▸ Data to use

----------

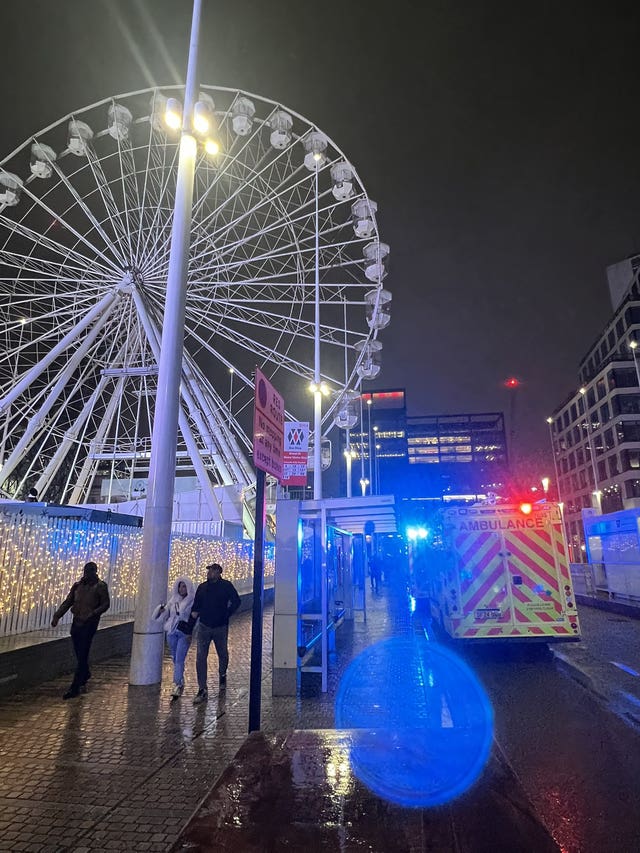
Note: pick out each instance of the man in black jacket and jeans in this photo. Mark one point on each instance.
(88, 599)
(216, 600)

----------

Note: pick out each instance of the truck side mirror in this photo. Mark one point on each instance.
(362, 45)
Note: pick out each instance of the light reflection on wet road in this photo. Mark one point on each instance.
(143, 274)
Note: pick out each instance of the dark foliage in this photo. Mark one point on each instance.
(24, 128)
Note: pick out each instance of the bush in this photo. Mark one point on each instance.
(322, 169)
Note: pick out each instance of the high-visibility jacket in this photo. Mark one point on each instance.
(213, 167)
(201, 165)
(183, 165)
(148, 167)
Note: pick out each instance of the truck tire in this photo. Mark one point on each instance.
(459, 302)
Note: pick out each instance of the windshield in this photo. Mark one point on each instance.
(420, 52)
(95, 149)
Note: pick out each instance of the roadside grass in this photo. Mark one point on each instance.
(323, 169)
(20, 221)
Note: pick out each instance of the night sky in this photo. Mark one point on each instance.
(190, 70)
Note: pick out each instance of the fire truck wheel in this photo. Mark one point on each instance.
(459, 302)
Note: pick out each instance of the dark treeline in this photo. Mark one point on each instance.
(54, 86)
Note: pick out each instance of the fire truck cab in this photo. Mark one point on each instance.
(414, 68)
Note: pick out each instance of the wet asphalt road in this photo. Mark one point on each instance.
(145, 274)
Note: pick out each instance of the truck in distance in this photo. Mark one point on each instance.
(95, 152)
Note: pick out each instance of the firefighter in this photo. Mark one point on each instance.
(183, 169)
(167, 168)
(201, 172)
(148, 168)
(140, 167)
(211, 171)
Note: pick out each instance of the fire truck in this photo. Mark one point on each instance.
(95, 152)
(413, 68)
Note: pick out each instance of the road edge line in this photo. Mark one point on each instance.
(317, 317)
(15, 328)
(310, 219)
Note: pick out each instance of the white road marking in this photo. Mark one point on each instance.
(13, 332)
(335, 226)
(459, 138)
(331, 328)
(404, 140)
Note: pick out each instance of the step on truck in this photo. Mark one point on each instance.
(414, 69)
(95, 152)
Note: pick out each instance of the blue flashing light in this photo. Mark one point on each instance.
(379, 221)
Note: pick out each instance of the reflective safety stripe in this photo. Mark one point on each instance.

----------

▸ The problem
Collect each line of the material above that contains the word "dark".

▸ Expected output
Note: pick out each instance of the dark foliage in this photo. Mark one point on each instance.
Note: pick out each instance of the dark treeline in this photo. Mark one point on each instance.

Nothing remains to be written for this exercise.